_TASK_.
Present every line of the records below as a Markdown table with two columns, Number and Record line, numbering each row and omitting blank lines.
## START DATASET RECORDS
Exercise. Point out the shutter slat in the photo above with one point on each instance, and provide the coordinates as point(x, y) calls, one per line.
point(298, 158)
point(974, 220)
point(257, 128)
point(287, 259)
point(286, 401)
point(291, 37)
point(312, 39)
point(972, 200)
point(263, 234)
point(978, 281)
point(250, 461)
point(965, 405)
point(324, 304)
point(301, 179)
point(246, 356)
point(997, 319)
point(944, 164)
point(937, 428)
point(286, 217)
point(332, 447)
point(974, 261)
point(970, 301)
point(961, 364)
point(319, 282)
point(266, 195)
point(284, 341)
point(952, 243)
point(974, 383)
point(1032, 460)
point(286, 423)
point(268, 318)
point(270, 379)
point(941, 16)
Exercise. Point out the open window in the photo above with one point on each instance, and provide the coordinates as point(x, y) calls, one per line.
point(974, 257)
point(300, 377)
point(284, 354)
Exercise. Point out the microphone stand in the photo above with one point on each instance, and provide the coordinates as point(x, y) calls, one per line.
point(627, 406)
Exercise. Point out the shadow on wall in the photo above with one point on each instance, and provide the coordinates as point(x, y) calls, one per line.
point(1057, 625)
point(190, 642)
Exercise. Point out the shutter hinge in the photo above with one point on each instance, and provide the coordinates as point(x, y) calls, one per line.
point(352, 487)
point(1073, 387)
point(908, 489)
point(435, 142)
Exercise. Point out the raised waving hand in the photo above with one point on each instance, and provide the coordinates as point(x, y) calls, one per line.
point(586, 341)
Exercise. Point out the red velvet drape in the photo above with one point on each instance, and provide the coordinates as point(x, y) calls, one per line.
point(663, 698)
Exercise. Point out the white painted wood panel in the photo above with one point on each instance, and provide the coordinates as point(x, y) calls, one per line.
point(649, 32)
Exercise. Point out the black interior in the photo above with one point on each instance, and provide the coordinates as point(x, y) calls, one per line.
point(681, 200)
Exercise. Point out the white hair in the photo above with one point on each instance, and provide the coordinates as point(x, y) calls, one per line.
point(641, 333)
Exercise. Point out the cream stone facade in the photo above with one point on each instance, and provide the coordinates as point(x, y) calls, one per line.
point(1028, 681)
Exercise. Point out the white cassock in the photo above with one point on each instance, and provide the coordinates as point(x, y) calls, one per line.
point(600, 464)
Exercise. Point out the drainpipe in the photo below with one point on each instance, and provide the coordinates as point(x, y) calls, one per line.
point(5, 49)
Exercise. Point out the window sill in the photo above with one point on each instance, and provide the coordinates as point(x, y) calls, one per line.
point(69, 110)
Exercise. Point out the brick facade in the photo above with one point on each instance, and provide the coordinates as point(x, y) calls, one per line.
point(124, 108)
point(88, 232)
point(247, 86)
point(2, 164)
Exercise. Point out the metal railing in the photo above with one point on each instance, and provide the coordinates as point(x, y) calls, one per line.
## END DATASET RECORDS
_PROBLEM SOLUTION_.
| Number | Record line |
|---|---|
| 1 | Exercise. Point out the shutter slat in the photo above with one point on each instance, and provide the coordinates as point(x, y) calls, one per line. |
| 2 | point(298, 158) |
| 3 | point(974, 220) |
| 4 | point(257, 128) |
| 5 | point(287, 259) |
| 6 | point(286, 401) |
| 7 | point(291, 37) |
| 8 | point(312, 39) |
| 9 | point(972, 200) |
| 10 | point(263, 234) |
| 11 | point(978, 281) |
| 12 | point(250, 461) |
| 13 | point(965, 405) |
| 14 | point(324, 304) |
| 15 | point(301, 179) |
| 16 | point(246, 356) |
| 17 | point(997, 319) |
| 18 | point(944, 164) |
| 19 | point(937, 428) |
| 20 | point(286, 217) |
| 21 | point(332, 447) |
| 22 | point(974, 261) |
| 23 | point(970, 301) |
| 24 | point(961, 364) |
| 25 | point(319, 282) |
| 26 | point(266, 195) |
| 27 | point(284, 341) |
| 28 | point(952, 243) |
| 29 | point(974, 383) |
| 30 | point(1032, 460) |
| 31 | point(286, 423) |
| 32 | point(268, 318) |
| 33 | point(270, 379) |
| 34 | point(941, 16) |
| 35 | Exercise. Point out the open window in the photo above with one point on each instance, and provide the coordinates as point(x, y) calls, one per line. |
| 36 | point(974, 257) |
| 37 | point(300, 377) |
| 38 | point(284, 354) |
| 39 | Exercise. Point out the microphone stand in the photo above with one point on each instance, and provide the coordinates as point(x, y) calls, one per line. |
| 40 | point(627, 406) |
| 41 | Exercise. Point out the shadow on wall in the photo above with one point on each instance, and provide the coordinates as point(x, y) calls, one per line. |
| 42 | point(1057, 625) |
| 43 | point(190, 642) |
| 44 | Exercise. Point out the shutter hinge in the photo above with one point on each instance, and provide the coordinates as point(x, y) calls, one per line. |
| 45 | point(352, 487) |
| 46 | point(1073, 387) |
| 47 | point(908, 489) |
| 48 | point(435, 142) |
| 49 | Exercise. Point out the raised waving hand in the photo above with one point on each instance, and provide the coordinates as point(x, y) calls, one per line. |
| 50 | point(586, 341) |
| 51 | Exercise. Point out the red velvet drape in the photo above with one point on each instance, and provide the coordinates as point(x, y) calls, one per line. |
| 52 | point(663, 698) |
| 53 | Exercise. Point out the white painted wood panel in the photo above with one point on each instance, and provide the coordinates as point(x, y) calls, one per line. |
| 54 | point(649, 32) |
| 55 | Exercise. Point out the black interior in the photo above with one point on each instance, and provide the coordinates as point(x, y) calls, one per line. |
| 56 | point(681, 200) |
| 57 | Exercise. Point out the white hair in the photo above with one point on each instance, and provide the coordinates as point(x, y) calls, one per line. |
| 58 | point(641, 333) |
| 59 | Exercise. Point out the cream stone facade in the photo above with one point on each instance, and provide the coordinates as point(x, y) calls, one per line. |
| 60 | point(1028, 681) |
| 61 | Exercise. Point out the white cassock in the photo above with one point on each instance, and provide the coordinates as point(x, y) calls, one per line. |
| 62 | point(600, 464) |
| 63 | Exercise. Point out the drainpipe in the photo below with one point on each instance, and provide the coordinates as point(x, y) calls, one per line. |
| 64 | point(5, 49) |
| 65 | Exercise. Point out the window sill in the photo above with one point on each instance, and provide the coordinates as point(x, y) calls, one per line. |
| 66 | point(69, 110) |
| 67 | Exercise. Point out the brick facade in the photo above with one point on each instance, and provide the coordinates as point(x, y) calls, one per line. |
| 68 | point(124, 108) |
| 69 | point(88, 232) |
| 70 | point(247, 86) |
| 71 | point(2, 164) |
| 72 | Exercise. Point out the metal railing in the photo above with one point on each instance, and provide the coordinates as point(x, y) calls, one per line. |